Problem to solve: In the records below, find the line that contains "of the front", then transcribe it and every later line exactly, stopping at the final line.

BEGIN Supplied records

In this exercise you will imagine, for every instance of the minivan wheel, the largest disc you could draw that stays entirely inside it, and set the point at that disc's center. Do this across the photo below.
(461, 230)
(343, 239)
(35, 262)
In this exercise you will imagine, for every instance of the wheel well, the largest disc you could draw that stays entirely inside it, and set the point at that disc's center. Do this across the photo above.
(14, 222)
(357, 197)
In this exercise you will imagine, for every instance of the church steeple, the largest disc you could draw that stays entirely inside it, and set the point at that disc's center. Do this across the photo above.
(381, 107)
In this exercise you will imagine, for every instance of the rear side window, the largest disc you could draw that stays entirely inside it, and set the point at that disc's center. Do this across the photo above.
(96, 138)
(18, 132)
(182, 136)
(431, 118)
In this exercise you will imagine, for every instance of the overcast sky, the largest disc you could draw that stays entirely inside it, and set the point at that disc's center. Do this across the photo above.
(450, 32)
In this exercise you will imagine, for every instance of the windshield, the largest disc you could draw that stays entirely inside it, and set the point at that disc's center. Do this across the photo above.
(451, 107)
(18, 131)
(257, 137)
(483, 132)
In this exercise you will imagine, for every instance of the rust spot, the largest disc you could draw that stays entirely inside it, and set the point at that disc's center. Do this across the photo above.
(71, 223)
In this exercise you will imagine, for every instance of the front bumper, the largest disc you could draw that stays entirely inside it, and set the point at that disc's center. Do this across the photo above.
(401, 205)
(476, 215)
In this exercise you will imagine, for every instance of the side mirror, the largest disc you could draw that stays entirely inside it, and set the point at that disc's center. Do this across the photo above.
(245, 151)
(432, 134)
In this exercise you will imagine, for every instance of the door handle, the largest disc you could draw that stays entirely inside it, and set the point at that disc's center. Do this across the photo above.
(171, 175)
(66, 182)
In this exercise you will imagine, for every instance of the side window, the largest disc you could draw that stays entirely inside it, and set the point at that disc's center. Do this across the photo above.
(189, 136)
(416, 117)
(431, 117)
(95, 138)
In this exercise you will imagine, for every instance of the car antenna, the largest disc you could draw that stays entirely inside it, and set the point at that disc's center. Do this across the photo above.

END Supplied records

Task solution:
In this exercise you will imagine, for every instance of the front bumper, the largest disc you could draw that stays entirely inside it, and set the point at that disc's center. Do this across the photo above.
(401, 205)
(476, 215)
In this exercise you will imagine, for every instance of the side mirror, the largest disc you could draw that stays entirely inside it, and set the point at that disc's center. Do this across the photo above.
(245, 151)
(432, 134)
In this exercise you will imagine, for every instance of the door handle, the largest disc you could draw that stays entirely inside it, and set the point at that disc's center. Do this across the photo above.
(171, 175)
(66, 182)
In this exercise you will imagine, for every instance of the side window, the largest disc you could draw that stays entirely inside it, and set the point at that disc's center. Do this across the photo above.
(189, 136)
(416, 117)
(431, 117)
(95, 138)
In this exercise you will imagine, for every instance of the car antenna, the largest disc you could draw that stays entirely inside it, and set the point at that disc's center. Do this across the photo above.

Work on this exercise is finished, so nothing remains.